_Written task_
Collect every line below that contains the word "statue", and copy each of those lines in full.

begin Records shown

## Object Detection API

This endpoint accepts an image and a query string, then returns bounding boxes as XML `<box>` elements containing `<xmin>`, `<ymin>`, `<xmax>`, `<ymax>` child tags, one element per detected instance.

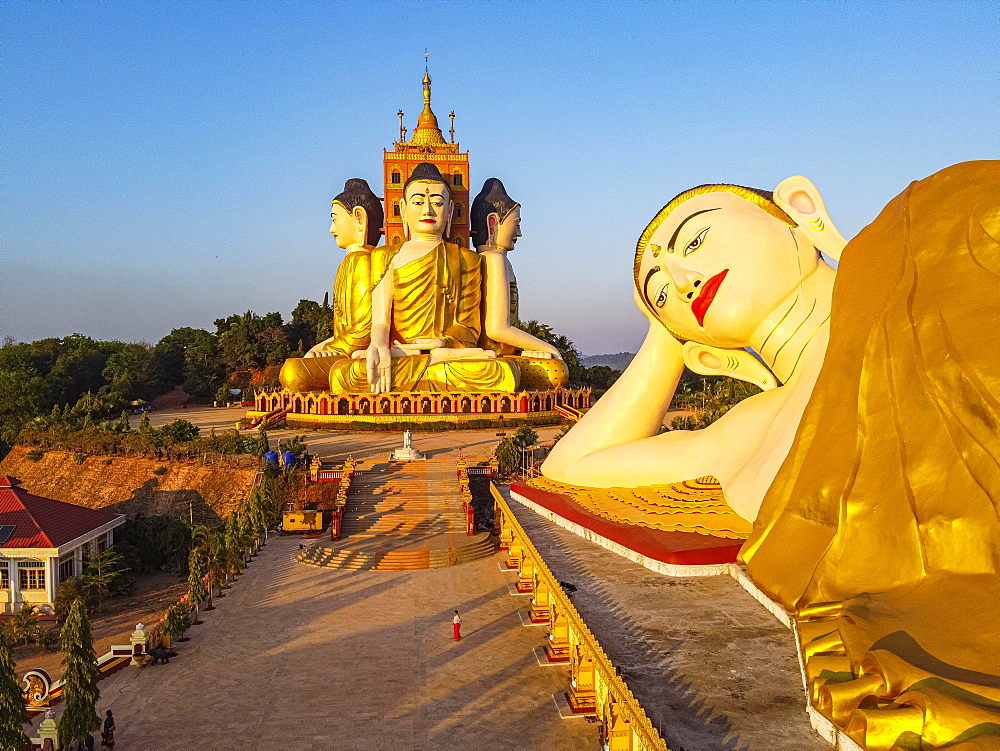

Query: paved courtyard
<box><xmin>57</xmin><ymin>537</ymin><xmax>597</xmax><ymax>751</ymax></box>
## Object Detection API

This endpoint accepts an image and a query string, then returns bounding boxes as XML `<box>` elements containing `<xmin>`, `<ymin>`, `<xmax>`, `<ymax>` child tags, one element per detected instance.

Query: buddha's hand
<box><xmin>366</xmin><ymin>344</ymin><xmax>392</xmax><ymax>394</ymax></box>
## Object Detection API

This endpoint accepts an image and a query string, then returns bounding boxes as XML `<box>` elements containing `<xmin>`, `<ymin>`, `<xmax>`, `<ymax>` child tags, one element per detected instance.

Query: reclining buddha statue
<box><xmin>542</xmin><ymin>161</ymin><xmax>1000</xmax><ymax>751</ymax></box>
<box><xmin>329</xmin><ymin>162</ymin><xmax>558</xmax><ymax>393</ymax></box>
<box><xmin>279</xmin><ymin>177</ymin><xmax>385</xmax><ymax>391</ymax></box>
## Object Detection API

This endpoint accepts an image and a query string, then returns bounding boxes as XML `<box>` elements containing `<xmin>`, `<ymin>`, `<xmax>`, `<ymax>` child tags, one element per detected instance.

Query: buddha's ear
<box><xmin>681</xmin><ymin>342</ymin><xmax>780</xmax><ymax>391</ymax></box>
<box><xmin>486</xmin><ymin>211</ymin><xmax>500</xmax><ymax>245</ymax></box>
<box><xmin>774</xmin><ymin>175</ymin><xmax>847</xmax><ymax>261</ymax></box>
<box><xmin>351</xmin><ymin>206</ymin><xmax>368</xmax><ymax>238</ymax></box>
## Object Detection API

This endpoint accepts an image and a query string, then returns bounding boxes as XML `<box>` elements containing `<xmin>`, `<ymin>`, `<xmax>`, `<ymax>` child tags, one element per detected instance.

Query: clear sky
<box><xmin>0</xmin><ymin>0</ymin><xmax>1000</xmax><ymax>353</ymax></box>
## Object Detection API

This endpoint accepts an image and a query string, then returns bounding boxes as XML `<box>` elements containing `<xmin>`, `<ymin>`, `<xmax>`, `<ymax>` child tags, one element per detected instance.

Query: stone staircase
<box><xmin>296</xmin><ymin>461</ymin><xmax>496</xmax><ymax>571</ymax></box>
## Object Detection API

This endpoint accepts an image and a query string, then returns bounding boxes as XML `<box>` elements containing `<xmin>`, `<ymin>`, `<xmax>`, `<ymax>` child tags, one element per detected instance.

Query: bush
<box><xmin>35</xmin><ymin>628</ymin><xmax>59</xmax><ymax>649</ymax></box>
<box><xmin>53</xmin><ymin>576</ymin><xmax>91</xmax><ymax>623</ymax></box>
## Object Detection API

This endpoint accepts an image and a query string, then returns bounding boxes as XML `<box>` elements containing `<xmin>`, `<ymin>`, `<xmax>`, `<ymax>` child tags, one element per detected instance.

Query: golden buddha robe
<box><xmin>278</xmin><ymin>249</ymin><xmax>372</xmax><ymax>392</ymax></box>
<box><xmin>330</xmin><ymin>242</ymin><xmax>520</xmax><ymax>393</ymax></box>
<box><xmin>741</xmin><ymin>161</ymin><xmax>1000</xmax><ymax>751</ymax></box>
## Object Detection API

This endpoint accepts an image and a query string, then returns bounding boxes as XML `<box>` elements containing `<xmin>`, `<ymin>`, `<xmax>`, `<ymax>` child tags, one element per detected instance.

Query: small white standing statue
<box><xmin>392</xmin><ymin>430</ymin><xmax>424</xmax><ymax>462</ymax></box>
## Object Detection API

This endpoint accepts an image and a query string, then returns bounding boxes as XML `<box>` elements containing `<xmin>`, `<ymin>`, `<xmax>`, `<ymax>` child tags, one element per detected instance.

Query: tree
<box><xmin>84</xmin><ymin>545</ymin><xmax>128</xmax><ymax>608</ymax></box>
<box><xmin>494</xmin><ymin>427</ymin><xmax>538</xmax><ymax>477</ymax></box>
<box><xmin>163</xmin><ymin>603</ymin><xmax>191</xmax><ymax>641</ymax></box>
<box><xmin>59</xmin><ymin>600</ymin><xmax>101</xmax><ymax>748</ymax></box>
<box><xmin>188</xmin><ymin>548</ymin><xmax>208</xmax><ymax>623</ymax></box>
<box><xmin>0</xmin><ymin>629</ymin><xmax>28</xmax><ymax>749</ymax></box>
<box><xmin>52</xmin><ymin>576</ymin><xmax>91</xmax><ymax>623</ymax></box>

end Records shown

_Expected answer_
Query: reclining buddha statue
Query: small white standing statue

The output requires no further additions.